--- EXERCISE DIRECTIONS ---
Please go through the rows below and copy out every line containing the string "Target", matching case.

--- THE RECORDS ---
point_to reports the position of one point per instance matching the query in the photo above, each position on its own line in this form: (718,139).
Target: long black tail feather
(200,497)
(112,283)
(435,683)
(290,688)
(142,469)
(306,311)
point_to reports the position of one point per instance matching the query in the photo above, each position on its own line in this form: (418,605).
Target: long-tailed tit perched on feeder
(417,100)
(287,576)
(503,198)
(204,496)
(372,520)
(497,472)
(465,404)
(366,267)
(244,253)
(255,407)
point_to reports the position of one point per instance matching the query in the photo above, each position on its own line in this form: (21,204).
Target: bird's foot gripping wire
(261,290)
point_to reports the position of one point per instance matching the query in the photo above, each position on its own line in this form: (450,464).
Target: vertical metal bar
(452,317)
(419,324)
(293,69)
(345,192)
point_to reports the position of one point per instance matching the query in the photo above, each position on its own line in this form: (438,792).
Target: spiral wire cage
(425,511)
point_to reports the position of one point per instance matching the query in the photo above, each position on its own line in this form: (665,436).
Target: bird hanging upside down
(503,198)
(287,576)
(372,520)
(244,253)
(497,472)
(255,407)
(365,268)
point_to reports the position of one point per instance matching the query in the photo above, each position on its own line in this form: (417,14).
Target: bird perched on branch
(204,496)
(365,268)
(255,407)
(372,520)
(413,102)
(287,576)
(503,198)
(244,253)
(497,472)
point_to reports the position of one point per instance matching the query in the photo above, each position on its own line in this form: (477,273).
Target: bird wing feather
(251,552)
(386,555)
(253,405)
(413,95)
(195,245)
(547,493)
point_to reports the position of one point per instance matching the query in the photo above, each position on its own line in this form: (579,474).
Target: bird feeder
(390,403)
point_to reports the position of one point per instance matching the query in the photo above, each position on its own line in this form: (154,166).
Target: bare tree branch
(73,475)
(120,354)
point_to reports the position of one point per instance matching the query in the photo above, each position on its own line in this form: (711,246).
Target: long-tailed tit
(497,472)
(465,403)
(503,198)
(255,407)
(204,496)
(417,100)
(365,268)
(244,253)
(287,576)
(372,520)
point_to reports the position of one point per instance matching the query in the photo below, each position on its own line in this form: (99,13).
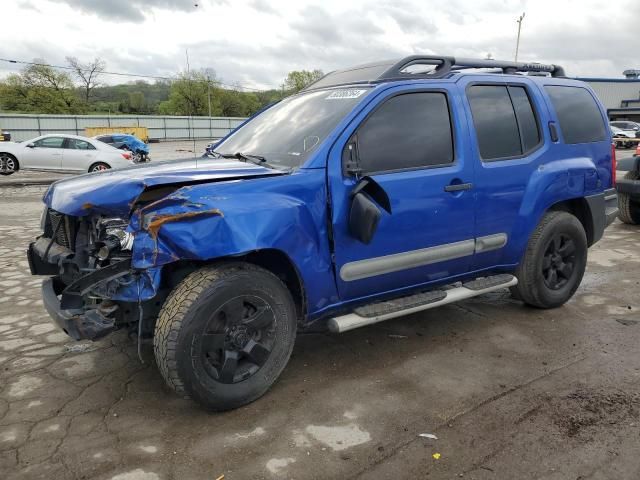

--- RESPONSE BELOW ---
Target: long black tail feather
Target: long-tailed tit perched on feeder
Target: bird's foot gripping wire
Target: vertical metal bar
Target: spiral wire cage
Target: bird hanging upside down
Target: bird perched on branch
Target: bird wing feather
Target: bird feeder
Target: bare tree branch
Target: long-tailed tit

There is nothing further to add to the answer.